== SUPPLIED PASSAGE ==
The German-Speaking Jewry Heritage Museum is a museum in Tefen, an industrial park in the north of Israel established by Stef Wertheimer.

The Global Girmit Institute (GGI) Museum is co-located with the GGI Library at its headquarters in Saweni, Lautoka, Fiji. Girmit is a corruption of the English word, “agreement” from the indenture agreement the British government made with Indian labourers that consisted of specifics such as the length of stay in Fiji. The labourers came to be known as Girmityas.

Grosse Isle is an island located in the St. Lawrence River in Quebec, Canada. It is one of the islands of the 21-island Isle-aux-Grues archipelago. It is part of the municipality of Saint-Antoine-de-l'Isle-aux-Grues, located in the Chaudière-Appalaches region of the province.

Hotel de Inmigrantes is a complex of buildings constructed between 1906 and 1911, in the port of Buenos Aires, Argentina, to receive and assist the many thousands of immigrants who were arriving in Argentina from many parts of the world. The hotel ceased to function in 1953, was declared a National Monument in 1995 and today houses the National Museum of Immigration and the Tres de Febrero National University Museum (MUNTREF) a.k.a. Contemporary Art Centre.

The Immigration Museum is a museum primarily displaying Australia's immigration history. It is located on Flinders Street in Melbourne, Victoria, in the Old Customs House. The building occupies the site of one of the first buildings in the city, Fawkner's Hotel, built in 1835 by John Pascoe Fawkner, one of the founders of Melbourne.

The Lower East Side Tenement Museum, located at 97 and 103 Orchard Street in the Lower East Side neighborhood of Manhattan, New York City, is a National Historic Site. The Museum's two historical tenement buildings were home to an estimated 15,000 people, from over 20 nations, between 1863 and 2011. The museum, which includes a visitors' center, promotes tolerance and historical perspective on the immigrant experience.
===
== RECORDS SHOWN ==
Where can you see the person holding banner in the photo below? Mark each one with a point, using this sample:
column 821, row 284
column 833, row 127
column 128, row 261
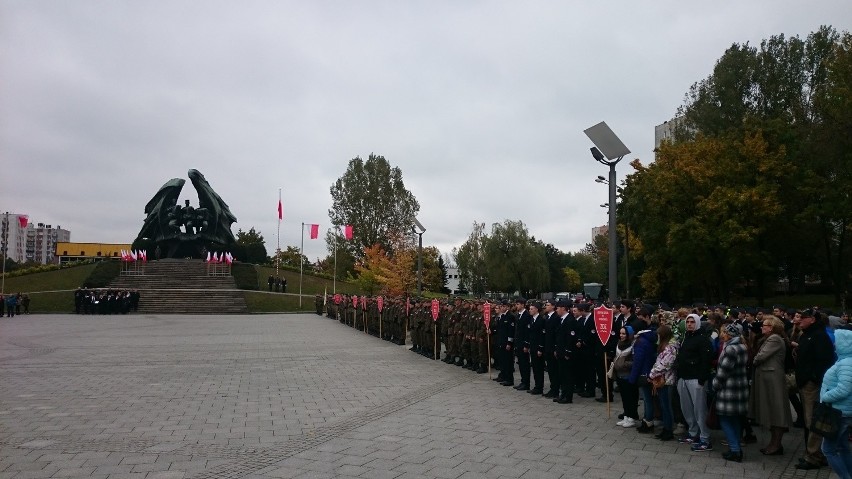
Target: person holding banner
column 566, row 338
column 550, row 359
column 522, row 345
column 537, row 333
column 506, row 340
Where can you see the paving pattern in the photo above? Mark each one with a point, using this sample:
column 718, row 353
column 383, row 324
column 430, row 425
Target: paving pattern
column 298, row 396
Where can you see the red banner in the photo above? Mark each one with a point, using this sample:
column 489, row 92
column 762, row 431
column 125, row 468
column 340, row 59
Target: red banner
column 603, row 323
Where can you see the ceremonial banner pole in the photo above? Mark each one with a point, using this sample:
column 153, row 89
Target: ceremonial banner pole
column 603, row 325
column 301, row 264
column 436, row 306
column 486, row 317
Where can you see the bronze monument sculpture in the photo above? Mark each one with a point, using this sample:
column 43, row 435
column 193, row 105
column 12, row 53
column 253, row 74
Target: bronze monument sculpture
column 183, row 231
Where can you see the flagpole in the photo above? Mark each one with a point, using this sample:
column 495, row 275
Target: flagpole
column 334, row 281
column 278, row 248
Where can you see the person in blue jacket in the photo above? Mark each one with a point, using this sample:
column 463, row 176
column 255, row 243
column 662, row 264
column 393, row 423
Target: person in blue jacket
column 837, row 390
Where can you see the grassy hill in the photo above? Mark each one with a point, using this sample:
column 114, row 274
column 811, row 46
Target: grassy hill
column 51, row 291
column 262, row 301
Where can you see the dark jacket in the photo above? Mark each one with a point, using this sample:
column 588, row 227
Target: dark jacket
column 644, row 354
column 506, row 329
column 537, row 334
column 566, row 337
column 695, row 358
column 552, row 327
column 522, row 330
column 815, row 356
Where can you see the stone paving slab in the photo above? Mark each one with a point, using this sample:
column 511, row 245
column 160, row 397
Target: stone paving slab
column 298, row 396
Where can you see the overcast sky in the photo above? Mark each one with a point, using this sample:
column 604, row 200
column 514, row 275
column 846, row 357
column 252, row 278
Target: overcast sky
column 481, row 104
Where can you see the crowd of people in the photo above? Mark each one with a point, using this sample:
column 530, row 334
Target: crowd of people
column 105, row 301
column 12, row 304
column 695, row 369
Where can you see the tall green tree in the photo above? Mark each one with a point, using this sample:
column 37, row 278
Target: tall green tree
column 372, row 197
column 470, row 259
column 514, row 261
column 756, row 185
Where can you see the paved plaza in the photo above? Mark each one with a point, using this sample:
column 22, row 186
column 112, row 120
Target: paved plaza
column 299, row 396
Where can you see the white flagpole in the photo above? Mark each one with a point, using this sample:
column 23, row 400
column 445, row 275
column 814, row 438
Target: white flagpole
column 334, row 281
column 278, row 247
column 301, row 264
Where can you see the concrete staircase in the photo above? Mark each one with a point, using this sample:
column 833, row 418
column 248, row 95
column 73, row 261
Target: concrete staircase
column 180, row 286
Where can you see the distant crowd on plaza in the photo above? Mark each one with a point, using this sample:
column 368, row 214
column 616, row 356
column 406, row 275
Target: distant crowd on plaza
column 695, row 369
column 105, row 301
column 12, row 304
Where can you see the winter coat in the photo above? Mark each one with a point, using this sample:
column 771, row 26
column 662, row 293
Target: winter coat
column 644, row 354
column 815, row 356
column 694, row 360
column 837, row 383
column 731, row 381
column 623, row 363
column 664, row 365
column 768, row 404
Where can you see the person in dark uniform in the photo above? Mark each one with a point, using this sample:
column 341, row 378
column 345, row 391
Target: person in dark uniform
column 506, row 340
column 550, row 358
column 608, row 350
column 522, row 345
column 78, row 301
column 585, row 368
column 536, row 338
column 566, row 338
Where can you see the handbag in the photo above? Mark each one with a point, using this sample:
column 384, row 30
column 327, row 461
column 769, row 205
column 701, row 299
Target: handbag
column 712, row 419
column 826, row 420
column 790, row 380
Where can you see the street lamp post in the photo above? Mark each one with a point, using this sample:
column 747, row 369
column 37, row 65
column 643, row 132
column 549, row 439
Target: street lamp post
column 419, row 229
column 602, row 180
column 608, row 150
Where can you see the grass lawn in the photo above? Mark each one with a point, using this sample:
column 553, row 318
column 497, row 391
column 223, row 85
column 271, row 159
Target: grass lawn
column 50, row 292
column 310, row 284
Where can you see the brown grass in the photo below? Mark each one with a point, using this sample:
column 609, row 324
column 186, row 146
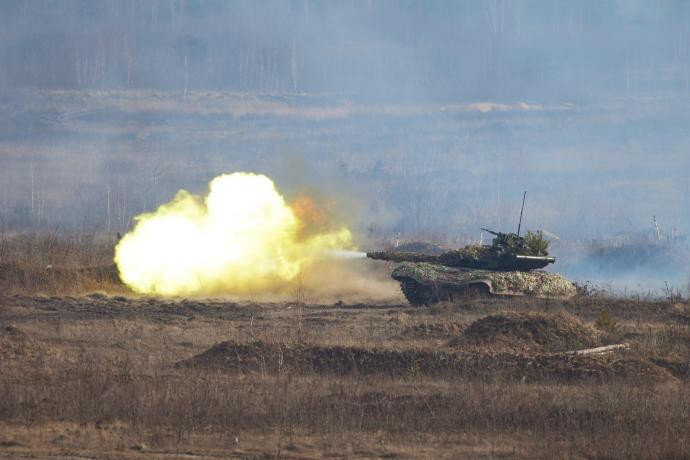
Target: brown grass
column 98, row 375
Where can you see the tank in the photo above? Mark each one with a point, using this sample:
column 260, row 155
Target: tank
column 509, row 266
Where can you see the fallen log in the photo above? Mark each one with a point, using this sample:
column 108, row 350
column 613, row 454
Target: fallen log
column 606, row 349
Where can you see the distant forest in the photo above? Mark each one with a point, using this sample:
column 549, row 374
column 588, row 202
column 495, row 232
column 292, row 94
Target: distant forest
column 403, row 49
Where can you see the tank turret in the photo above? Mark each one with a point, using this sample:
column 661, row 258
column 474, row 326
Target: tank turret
column 508, row 266
column 507, row 252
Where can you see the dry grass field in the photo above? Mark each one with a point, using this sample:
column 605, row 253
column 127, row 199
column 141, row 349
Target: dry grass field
column 88, row 372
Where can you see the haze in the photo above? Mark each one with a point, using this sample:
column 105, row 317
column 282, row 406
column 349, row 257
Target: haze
column 415, row 116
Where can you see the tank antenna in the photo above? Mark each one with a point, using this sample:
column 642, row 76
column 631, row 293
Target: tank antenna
column 524, row 195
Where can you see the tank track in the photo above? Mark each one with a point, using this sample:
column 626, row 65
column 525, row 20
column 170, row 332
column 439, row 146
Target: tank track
column 415, row 293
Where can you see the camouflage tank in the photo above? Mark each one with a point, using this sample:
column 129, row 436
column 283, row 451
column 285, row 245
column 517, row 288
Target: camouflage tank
column 509, row 266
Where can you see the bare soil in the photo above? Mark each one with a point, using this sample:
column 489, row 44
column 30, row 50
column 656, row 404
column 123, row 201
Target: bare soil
column 104, row 375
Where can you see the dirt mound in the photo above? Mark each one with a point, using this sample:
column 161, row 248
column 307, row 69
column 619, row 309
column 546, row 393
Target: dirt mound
column 17, row 345
column 16, row 278
column 343, row 361
column 528, row 332
column 440, row 330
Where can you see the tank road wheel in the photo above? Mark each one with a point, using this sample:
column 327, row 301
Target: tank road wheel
column 415, row 293
column 470, row 291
===
TASK OBJECTIVE :: According to the passage on immigration museums and heritage sites, in which year did the Hotel de Inmigrantes in Buenos Aires cease to function?

FINAL ANSWER :: 1953